Task goal: Starting with the line that contains "Thank you for the photograph. Please indicate the clock", copy every line through the end of the data below, exactly and with nothing added.

Records from a collection:
((
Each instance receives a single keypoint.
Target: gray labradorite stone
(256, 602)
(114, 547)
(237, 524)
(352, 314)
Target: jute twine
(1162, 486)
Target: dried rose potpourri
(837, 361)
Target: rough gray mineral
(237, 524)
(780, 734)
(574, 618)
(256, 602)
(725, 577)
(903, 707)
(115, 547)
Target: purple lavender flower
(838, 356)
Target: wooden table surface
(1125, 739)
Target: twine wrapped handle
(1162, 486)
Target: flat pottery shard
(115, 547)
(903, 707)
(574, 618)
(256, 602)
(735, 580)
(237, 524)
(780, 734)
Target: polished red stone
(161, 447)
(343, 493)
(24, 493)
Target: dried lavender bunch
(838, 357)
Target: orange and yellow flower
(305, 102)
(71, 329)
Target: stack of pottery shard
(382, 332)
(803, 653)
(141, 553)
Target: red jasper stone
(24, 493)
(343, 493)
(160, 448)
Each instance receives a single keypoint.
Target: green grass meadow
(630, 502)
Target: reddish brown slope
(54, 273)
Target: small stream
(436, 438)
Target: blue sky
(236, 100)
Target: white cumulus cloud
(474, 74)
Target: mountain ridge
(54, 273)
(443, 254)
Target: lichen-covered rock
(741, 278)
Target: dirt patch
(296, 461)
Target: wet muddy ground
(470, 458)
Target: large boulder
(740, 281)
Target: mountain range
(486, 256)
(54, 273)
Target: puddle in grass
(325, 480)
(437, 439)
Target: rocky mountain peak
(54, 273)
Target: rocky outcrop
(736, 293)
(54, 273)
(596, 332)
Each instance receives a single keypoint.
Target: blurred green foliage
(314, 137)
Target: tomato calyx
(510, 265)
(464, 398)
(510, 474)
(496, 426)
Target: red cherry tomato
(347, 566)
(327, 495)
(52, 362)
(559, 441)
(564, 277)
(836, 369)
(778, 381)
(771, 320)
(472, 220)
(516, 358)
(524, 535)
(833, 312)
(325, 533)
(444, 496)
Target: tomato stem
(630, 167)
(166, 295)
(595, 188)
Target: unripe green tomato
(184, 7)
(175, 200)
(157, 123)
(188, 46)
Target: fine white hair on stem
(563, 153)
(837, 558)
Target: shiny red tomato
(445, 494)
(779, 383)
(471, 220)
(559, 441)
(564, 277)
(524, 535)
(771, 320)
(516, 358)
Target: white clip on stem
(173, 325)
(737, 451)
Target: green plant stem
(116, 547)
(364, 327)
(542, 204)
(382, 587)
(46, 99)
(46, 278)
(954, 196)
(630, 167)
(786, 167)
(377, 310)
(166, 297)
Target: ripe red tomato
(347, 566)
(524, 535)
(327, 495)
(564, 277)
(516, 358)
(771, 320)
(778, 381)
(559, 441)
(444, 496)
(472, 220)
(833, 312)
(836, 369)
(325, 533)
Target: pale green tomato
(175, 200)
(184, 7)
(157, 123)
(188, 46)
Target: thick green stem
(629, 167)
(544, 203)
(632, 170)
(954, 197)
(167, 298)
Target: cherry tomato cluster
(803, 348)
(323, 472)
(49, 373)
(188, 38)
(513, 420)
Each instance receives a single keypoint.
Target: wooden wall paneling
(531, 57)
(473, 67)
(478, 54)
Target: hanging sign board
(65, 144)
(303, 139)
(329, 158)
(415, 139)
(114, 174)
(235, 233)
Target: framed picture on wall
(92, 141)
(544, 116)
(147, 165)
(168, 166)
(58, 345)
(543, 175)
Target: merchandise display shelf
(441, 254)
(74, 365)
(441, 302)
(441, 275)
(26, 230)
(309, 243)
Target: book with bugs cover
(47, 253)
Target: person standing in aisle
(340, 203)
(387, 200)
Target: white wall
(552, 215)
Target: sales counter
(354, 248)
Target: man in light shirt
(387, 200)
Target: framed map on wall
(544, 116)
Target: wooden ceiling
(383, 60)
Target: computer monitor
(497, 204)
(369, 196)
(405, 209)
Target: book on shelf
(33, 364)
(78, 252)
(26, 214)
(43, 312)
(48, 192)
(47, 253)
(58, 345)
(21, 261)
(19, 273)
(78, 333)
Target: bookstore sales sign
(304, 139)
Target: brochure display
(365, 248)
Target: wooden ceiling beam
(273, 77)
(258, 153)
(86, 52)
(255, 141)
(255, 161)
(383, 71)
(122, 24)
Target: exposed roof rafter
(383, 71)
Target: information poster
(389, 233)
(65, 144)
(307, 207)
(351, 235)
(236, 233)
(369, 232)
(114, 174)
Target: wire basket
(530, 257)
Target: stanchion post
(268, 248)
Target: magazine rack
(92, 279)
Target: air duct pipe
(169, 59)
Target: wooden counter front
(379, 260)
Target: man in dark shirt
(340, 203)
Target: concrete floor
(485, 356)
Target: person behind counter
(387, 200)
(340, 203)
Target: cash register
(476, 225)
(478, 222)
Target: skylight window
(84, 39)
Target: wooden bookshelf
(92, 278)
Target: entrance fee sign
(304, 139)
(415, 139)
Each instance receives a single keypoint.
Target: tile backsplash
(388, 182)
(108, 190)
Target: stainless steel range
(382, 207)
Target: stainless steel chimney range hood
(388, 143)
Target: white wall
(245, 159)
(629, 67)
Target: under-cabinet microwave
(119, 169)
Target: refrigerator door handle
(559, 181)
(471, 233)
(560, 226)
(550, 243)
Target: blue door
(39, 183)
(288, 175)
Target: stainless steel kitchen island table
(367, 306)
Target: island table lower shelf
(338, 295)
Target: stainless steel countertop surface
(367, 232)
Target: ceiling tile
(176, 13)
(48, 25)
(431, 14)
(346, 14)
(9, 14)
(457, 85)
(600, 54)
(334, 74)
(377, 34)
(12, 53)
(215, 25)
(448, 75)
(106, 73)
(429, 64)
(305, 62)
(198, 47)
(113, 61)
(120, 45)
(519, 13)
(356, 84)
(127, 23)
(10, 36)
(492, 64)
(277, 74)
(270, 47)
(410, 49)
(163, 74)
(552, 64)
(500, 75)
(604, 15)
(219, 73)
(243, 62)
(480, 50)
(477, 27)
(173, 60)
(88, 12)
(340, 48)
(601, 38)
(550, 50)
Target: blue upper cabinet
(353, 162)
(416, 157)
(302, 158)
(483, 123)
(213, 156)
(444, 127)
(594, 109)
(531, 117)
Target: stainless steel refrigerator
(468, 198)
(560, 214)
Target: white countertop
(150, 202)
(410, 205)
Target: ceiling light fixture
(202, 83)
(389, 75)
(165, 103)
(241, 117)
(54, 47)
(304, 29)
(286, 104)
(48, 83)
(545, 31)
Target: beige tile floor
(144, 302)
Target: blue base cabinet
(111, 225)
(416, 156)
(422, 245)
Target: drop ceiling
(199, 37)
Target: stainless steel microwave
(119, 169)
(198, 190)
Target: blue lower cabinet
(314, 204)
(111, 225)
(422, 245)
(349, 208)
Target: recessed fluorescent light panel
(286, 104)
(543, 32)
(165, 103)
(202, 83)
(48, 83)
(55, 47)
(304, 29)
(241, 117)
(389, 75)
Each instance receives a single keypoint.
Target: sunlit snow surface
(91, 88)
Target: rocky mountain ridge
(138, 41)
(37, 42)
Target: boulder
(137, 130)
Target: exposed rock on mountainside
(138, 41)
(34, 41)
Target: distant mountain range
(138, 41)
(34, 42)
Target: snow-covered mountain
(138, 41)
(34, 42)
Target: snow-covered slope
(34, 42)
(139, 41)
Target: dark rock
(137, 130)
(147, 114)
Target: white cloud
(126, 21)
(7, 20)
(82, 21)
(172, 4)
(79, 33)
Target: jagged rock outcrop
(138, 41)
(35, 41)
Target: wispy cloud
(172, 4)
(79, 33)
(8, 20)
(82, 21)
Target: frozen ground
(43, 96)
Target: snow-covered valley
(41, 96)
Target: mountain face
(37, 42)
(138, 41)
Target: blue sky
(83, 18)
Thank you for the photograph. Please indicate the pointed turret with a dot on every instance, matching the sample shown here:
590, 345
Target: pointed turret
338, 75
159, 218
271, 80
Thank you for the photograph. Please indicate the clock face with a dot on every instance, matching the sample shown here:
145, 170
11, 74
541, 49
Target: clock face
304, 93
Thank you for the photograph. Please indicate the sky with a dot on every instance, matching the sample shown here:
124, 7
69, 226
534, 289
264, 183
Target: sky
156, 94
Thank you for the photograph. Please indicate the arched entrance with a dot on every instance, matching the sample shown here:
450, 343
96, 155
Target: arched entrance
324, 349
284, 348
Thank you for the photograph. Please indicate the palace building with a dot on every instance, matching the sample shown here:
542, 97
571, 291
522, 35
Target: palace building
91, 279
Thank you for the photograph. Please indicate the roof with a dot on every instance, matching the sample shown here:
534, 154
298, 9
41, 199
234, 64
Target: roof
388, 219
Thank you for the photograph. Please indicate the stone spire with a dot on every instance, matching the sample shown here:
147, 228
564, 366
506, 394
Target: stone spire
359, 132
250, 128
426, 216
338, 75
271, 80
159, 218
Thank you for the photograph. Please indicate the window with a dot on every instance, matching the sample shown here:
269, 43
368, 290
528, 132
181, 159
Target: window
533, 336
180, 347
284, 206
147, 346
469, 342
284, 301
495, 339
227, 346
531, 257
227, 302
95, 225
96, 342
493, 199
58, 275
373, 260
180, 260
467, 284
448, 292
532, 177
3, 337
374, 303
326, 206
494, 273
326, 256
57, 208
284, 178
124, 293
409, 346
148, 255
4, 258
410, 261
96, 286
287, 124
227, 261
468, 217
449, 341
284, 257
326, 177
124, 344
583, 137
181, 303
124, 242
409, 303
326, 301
))
Response to this exercise:
Thank you for the photograph. Please indicate the clock face with a dot on every instance, matching the sample shown here:
145, 170
11, 74
541, 49
Target: clock face
304, 93
Thank you for the photograph. Please indicate the sky with a dot on every instance, matching the sample shown here:
124, 7
69, 226
534, 289
264, 183
Target: sky
156, 94
Thank you for the photograph. Please indicate the arched entrance with a dot on every instance, matching the sample shown here:
450, 343
96, 155
Target: arched entrance
324, 349
284, 348
Thank you for the photograph. Please indicate the palace building with a dot on every instance, matching the sample shown here:
542, 97
571, 291
522, 35
Target: palace building
91, 279
Thank you for the photograph. Please indicate the roof with a dot on every instance, matching the sample shown here:
534, 154
298, 9
41, 199
234, 64
Target: roof
388, 219
Thank you for the photograph. Please indicate the stone spire with a dot on every instance, matching the sample shown here:
147, 228
564, 366
506, 394
Target: stone spire
359, 132
250, 128
426, 216
338, 75
271, 80
159, 218
Thank you for the photograph. Please indicate the window with a dot on every instance, matching the sample shown here:
269, 43
368, 290
528, 132
181, 159
Target: window
533, 336
180, 347
284, 206
147, 346
469, 342
284, 301
495, 339
227, 346
531, 257
227, 302
95, 225
96, 342
493, 199
58, 275
373, 260
180, 260
467, 284
448, 292
532, 177
3, 337
374, 303
326, 206
494, 273
326, 256
57, 208
284, 178
124, 293
409, 346
148, 255
4, 258
410, 261
96, 286
287, 124
227, 261
468, 217
449, 341
284, 257
326, 177
124, 344
583, 137
181, 303
124, 242
409, 303
326, 301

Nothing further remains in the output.